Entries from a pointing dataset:
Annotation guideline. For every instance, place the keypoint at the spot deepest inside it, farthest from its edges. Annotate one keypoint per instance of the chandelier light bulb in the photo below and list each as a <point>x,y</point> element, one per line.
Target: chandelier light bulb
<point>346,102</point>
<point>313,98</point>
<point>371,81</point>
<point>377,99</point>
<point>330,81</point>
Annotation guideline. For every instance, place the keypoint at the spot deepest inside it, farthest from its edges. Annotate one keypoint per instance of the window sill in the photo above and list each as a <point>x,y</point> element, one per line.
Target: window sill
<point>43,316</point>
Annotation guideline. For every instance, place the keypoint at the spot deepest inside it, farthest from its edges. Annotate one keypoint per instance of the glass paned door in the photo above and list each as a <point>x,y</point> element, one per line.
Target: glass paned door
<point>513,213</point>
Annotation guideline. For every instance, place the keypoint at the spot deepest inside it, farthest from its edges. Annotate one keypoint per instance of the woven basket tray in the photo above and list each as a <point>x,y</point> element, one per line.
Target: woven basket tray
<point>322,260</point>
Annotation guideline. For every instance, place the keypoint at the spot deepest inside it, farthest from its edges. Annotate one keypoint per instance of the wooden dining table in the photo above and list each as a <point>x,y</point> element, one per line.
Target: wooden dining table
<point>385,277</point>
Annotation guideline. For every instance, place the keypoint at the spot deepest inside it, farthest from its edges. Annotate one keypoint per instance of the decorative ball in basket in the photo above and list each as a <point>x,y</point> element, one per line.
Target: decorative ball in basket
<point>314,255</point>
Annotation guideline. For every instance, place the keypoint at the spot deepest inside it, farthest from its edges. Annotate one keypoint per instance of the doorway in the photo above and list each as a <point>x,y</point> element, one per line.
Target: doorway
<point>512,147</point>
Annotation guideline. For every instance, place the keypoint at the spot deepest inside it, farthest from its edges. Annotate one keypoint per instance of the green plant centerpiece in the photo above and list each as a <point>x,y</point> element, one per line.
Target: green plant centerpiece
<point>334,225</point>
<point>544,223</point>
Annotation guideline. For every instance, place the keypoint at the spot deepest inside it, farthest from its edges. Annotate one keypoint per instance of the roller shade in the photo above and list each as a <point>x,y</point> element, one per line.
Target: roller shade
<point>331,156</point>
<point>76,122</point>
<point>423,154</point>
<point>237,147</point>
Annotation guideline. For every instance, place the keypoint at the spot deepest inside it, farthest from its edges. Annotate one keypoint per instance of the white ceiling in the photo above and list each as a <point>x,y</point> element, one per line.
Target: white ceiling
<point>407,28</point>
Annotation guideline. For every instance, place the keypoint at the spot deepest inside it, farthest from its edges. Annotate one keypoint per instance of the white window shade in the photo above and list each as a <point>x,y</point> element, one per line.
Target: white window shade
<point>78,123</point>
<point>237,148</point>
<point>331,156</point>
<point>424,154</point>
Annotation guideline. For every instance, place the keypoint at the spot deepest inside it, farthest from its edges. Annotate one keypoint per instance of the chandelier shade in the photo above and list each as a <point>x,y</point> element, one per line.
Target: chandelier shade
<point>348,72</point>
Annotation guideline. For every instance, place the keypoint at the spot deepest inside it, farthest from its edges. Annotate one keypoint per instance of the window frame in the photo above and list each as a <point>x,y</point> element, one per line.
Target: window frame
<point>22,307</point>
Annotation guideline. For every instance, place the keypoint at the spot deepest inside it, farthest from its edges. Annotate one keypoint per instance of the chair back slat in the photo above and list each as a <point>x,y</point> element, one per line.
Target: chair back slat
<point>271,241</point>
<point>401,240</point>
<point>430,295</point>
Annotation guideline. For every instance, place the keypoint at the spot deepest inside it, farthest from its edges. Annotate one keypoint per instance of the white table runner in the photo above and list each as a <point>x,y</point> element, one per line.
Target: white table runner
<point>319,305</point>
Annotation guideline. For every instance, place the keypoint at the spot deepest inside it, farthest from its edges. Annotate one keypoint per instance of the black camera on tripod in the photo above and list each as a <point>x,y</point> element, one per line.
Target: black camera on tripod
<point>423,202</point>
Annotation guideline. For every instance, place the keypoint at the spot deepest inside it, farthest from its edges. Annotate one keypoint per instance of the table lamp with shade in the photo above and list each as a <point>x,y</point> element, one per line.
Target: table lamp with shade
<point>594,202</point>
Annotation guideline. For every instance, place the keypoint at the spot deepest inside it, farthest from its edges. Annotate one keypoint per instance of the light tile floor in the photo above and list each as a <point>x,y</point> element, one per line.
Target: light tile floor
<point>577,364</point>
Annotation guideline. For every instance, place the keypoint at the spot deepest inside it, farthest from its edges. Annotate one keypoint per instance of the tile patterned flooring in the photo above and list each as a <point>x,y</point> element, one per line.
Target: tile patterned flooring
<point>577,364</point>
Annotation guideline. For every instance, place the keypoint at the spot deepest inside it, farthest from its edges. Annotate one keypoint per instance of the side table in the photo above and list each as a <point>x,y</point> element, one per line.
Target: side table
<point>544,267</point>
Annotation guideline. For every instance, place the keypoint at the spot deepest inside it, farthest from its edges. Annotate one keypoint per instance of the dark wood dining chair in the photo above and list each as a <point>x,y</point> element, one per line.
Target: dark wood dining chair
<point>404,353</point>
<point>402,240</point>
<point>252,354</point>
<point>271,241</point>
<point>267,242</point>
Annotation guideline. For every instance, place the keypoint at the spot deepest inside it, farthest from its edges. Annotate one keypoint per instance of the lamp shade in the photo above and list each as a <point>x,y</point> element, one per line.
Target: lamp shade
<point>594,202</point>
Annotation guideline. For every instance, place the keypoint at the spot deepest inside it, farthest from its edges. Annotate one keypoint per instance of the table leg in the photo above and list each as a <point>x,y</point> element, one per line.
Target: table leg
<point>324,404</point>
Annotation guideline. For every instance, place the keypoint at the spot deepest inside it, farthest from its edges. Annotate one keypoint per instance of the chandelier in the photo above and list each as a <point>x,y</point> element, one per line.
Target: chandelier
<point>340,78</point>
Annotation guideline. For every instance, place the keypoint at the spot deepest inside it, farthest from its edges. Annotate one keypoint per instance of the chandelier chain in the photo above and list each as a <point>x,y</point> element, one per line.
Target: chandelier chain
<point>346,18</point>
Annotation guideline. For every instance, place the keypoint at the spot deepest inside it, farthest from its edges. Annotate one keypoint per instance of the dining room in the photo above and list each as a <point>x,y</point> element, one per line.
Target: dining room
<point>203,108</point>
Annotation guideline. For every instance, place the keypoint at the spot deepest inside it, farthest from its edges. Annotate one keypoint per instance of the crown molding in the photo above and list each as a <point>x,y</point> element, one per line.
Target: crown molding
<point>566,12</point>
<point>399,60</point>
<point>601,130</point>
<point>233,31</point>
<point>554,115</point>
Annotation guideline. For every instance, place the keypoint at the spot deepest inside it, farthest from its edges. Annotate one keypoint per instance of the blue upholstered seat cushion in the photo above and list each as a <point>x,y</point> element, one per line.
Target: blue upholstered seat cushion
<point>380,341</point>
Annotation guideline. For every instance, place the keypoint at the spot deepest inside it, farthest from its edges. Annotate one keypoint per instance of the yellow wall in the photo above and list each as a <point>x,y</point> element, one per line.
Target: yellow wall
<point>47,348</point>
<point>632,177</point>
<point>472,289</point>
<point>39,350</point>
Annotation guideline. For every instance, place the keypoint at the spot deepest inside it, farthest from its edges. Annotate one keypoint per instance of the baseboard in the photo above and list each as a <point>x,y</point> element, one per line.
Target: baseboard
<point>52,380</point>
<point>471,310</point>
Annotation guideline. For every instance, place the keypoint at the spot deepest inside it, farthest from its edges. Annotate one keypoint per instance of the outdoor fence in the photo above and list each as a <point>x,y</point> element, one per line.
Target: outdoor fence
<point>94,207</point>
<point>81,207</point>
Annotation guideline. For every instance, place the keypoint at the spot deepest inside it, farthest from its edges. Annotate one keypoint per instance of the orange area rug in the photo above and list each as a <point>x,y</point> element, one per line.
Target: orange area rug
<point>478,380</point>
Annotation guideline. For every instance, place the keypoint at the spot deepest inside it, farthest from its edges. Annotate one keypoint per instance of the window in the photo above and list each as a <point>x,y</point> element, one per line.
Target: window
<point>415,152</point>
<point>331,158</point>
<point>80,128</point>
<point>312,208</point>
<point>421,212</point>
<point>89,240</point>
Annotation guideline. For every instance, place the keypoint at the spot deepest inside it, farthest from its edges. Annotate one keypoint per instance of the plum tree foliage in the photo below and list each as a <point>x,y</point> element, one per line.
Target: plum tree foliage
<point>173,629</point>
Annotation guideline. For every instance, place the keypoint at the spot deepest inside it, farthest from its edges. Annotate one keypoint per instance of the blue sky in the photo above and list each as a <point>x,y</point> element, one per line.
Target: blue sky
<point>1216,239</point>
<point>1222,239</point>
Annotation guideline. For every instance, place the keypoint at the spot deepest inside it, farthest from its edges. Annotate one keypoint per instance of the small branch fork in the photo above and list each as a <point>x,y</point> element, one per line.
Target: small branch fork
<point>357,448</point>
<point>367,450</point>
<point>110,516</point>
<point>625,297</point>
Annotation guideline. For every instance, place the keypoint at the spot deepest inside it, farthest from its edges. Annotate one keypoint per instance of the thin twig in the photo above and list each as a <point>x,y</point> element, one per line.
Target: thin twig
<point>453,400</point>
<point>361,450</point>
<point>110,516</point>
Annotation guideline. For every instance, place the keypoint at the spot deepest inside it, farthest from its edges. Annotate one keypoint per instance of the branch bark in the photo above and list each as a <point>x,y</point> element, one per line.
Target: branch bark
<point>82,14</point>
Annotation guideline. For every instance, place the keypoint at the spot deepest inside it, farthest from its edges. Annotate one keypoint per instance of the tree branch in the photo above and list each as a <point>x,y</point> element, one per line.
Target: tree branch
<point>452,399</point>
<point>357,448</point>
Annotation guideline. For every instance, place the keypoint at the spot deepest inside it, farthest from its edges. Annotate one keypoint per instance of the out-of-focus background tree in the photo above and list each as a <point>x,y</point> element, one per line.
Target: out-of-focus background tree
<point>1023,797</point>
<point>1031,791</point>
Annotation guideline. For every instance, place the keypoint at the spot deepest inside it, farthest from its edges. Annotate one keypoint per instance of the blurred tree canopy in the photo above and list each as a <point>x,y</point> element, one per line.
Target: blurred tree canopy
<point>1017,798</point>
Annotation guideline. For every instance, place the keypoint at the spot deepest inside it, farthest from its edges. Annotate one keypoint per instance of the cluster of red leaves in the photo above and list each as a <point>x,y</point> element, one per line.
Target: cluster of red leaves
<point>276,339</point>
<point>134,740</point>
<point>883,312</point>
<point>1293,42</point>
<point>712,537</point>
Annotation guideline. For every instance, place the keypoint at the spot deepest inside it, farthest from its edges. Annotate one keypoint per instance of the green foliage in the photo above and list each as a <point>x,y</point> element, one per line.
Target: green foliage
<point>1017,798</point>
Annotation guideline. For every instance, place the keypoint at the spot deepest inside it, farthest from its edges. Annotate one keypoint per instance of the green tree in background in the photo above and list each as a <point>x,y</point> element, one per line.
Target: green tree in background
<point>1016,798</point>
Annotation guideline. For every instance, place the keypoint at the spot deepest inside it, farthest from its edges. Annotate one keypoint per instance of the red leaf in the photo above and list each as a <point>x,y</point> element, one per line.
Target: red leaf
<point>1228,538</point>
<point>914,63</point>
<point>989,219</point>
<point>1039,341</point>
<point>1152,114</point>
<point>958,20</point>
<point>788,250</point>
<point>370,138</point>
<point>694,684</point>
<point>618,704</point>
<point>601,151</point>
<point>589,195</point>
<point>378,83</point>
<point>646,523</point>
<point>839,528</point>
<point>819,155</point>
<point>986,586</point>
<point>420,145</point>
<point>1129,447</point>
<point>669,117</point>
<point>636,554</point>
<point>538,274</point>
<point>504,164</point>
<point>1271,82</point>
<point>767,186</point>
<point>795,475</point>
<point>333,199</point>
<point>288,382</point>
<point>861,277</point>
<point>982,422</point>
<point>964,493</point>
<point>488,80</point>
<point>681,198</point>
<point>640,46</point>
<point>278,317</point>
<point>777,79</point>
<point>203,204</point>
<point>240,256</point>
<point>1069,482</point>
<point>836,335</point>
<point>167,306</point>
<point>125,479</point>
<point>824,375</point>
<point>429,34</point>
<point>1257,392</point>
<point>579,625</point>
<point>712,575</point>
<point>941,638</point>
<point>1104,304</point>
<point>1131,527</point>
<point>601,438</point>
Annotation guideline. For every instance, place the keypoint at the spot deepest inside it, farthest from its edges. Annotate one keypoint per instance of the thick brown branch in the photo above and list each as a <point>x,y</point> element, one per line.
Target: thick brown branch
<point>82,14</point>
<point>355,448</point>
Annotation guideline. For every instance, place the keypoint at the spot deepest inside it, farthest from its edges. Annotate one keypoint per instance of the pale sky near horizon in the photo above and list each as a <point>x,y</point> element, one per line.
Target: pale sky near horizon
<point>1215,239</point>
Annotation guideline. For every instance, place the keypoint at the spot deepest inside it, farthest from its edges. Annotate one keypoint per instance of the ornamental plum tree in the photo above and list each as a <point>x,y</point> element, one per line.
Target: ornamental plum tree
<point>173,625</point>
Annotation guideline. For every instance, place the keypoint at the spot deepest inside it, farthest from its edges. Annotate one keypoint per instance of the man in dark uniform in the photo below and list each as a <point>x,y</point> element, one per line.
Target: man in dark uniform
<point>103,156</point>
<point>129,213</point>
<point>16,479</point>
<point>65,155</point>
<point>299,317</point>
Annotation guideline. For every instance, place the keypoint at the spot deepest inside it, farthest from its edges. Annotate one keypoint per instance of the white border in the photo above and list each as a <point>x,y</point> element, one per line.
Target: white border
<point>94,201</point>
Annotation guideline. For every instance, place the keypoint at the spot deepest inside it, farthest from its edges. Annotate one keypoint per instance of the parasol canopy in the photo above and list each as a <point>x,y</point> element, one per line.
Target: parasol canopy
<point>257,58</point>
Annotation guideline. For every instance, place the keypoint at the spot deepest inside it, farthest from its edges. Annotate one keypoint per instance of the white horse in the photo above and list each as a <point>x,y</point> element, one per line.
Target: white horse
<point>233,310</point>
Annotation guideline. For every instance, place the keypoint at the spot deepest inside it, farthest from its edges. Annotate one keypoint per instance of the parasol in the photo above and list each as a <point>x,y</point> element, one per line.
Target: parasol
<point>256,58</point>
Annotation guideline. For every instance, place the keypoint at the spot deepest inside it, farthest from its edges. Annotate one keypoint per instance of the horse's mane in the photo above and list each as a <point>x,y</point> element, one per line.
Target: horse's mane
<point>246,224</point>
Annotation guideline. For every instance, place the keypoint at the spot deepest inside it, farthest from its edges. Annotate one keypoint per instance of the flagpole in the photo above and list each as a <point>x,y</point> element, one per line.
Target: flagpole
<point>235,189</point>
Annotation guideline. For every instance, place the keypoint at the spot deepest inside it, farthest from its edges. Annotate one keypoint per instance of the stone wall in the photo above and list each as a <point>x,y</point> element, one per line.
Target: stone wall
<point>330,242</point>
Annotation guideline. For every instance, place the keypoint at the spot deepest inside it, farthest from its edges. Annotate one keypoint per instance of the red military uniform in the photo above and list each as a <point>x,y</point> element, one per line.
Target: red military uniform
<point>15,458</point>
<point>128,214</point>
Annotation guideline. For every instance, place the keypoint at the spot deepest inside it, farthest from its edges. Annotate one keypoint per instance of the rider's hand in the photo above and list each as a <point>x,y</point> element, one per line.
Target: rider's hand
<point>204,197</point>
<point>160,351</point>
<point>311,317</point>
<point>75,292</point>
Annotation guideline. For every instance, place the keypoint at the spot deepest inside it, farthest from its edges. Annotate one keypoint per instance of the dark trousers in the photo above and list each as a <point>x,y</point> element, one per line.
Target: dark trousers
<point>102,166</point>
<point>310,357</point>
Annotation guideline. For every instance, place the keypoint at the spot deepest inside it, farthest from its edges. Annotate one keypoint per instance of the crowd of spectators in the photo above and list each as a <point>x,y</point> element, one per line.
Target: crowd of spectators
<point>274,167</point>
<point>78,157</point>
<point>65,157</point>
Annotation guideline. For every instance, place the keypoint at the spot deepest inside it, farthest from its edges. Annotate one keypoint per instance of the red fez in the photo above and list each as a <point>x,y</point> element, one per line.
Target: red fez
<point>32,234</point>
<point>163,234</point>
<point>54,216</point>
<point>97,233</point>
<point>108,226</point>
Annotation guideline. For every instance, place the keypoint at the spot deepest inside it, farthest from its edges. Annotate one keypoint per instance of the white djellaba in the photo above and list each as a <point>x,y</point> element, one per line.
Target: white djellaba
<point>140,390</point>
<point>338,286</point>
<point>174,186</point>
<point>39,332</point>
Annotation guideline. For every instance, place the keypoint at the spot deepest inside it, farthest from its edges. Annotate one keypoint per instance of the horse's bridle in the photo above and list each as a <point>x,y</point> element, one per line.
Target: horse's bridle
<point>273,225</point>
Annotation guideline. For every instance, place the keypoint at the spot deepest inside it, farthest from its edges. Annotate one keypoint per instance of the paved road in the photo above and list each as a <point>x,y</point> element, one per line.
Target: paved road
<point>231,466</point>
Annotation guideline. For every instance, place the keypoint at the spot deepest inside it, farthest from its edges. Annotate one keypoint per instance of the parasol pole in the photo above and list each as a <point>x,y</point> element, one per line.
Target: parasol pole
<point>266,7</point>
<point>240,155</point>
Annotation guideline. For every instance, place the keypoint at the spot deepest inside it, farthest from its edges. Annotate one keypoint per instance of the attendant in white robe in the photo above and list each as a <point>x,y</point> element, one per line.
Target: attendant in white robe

Job ▸ Put the lines of the data from the line containing "of the roller" through the line containing "<point>407,28</point>" into a JSON list of strings. Include both of those lines, give each line as its own string, and leave out any blank lines.

Expected answer ▸
[
  "Annotation guideline. For every instance, place the keypoint at the spot deepest inside it, farthest from its edges. Annotate one keypoint per instance of the roller shade in the photo above and list each as a <point>x,y</point> element, one per line.",
  "Target: roller shade",
  "<point>331,156</point>",
  "<point>76,122</point>",
  "<point>423,154</point>",
  "<point>237,147</point>",
  "Annotation guideline. For every instance, place the keypoint at the spot deepest inside it, farthest from its edges. Annotate one keypoint per instance of the white ceiling in the photo above and list each as a <point>x,y</point> element, one per line.",
  "Target: white ceiling",
  "<point>407,28</point>"
]